▸ **WHAT THE EXERCISE ASKS**: Return each line of the records containing the string "Query", treating uppercase and lowercase letters as distinct.

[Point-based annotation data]
○ ○ ○ ○

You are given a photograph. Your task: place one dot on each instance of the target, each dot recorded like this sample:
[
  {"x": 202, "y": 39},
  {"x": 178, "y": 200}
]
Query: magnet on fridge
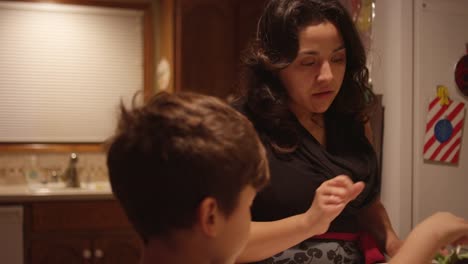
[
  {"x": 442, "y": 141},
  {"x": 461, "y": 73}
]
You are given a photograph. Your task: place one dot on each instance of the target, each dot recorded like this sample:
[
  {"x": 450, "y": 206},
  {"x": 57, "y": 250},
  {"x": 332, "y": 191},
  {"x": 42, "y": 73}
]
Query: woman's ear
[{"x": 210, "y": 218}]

○ ○ ○ ○

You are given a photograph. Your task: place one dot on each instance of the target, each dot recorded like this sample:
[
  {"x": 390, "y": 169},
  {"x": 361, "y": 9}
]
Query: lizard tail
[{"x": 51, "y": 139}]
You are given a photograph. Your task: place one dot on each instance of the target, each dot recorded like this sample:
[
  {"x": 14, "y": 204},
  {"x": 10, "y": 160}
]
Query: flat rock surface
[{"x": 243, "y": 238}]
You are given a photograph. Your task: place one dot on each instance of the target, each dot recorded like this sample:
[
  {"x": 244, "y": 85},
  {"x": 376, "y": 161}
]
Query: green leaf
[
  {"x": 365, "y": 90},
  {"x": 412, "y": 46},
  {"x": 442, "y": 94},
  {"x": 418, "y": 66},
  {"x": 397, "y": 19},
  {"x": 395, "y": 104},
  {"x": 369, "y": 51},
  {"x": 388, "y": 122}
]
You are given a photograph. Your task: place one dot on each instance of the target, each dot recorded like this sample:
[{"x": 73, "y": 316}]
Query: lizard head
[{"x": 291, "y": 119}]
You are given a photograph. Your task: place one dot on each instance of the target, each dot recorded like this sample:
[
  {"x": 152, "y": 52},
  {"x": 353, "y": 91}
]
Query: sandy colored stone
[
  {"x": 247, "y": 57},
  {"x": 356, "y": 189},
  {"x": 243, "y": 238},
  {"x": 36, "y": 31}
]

○ ○ ○ ○

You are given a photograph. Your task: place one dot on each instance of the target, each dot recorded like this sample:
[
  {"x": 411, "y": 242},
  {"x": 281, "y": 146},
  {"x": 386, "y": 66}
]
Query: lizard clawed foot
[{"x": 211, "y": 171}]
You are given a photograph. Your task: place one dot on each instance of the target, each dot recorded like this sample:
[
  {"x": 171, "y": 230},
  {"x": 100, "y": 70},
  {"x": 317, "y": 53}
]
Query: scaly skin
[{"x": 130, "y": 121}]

○ ○ ○ ○

▸ **ANSWER TO THIS EXERCISE**:
Query: magnet on fridge
Query: woman's ear
Query: lizard tail
Query: flat rock surface
Query: green leaf
Query: lizard head
Query: sandy colored stone
Query: lizard clawed foot
Query: scaly skin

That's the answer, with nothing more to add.